● DOCUMENT SEGMENT
-=-=-=-=-
Intensive-care unit and lung doctor Dr. Vin Gupta told CNBC that the most effective way to combat the coronavirus pandemic is to help vaccinate the rest of the world before administering booster shots to healthy Americans under the age of 65.  

"An 'America First' strategy with vaccines should actually be to try to vaccinate as much of the world as possible, so that we can protect as many people as possible and mitigate the chance of a variant arising that will render all the existing vaccines useless, that's an 'America First' approach that will keep us as safe as possible," said Gupta, a professor at the University of Washington's Institute for Health Metrics and Evaluation.

U.S. health officials are expected to recommend that most Americans should get a vaccine booster eight months after their second dose. If the Food and Drug Administration signs off on the move, people could start getting a third shot as early as next month. Gupta argued that the move did not make sense during a Tuesday evening interview on "The News with Shepard Smith."

"Giving more vaccine to people who do not necessarily need it, given the data today, makes no sense, and it's not going to save lives, it's actually not going to protect us and end this pandemic any more quickly," Gupta said.
-=-=-=-=-
● PROVIDED MATERIAL
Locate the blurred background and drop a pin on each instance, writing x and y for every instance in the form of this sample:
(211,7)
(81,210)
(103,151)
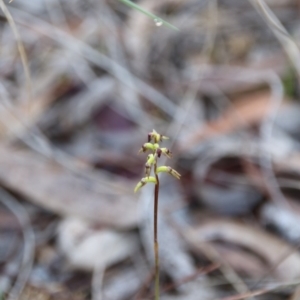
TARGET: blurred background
(83,83)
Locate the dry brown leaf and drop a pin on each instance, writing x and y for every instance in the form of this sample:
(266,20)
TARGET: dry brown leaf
(281,257)
(247,111)
(99,198)
(87,248)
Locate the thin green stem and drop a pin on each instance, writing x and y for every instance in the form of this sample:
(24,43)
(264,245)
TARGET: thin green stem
(148,14)
(156,253)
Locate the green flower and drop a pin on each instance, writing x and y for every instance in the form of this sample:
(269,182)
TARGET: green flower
(168,170)
(156,137)
(143,182)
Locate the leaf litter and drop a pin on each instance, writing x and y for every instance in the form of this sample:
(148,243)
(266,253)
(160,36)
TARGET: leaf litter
(102,76)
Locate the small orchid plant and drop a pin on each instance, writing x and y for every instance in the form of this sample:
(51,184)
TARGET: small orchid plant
(153,146)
-=-=-=-=-
● WORK REQUEST 1
In the booster shot article, where does Gupta work as a professor?
● WORK REQUEST 2
Output the passage from the booster shot article starting with "Intensive-care unit and" and going on through "Metrics and Evaluation.".
The data comes from a different source than the booster shot article.

● YOUR RESPONSE 1
At the University of Washington's Institute for Health Metrics and Evaluation.

● YOUR RESPONSE 2
Intensive-care unit and lung doctor Dr. Vin Gupta told CNBC that the most effective way to combat the coronavirus pandemic is to help vaccinate the rest of the world before administering booster shots to healthy Americans under the age of 65.  

"An 'America First' strategy with vaccines should actually be to try to vaccinate as much of the world as possible, so that we can protect as many people as possible and mitigate the chance of a variant arising that will render all the existing vaccines useless, that's an 'America First' approach that will keep us as safe as possible," said Gupta, a professor at the University of Washington's Institute for Health Metrics and Evaluation.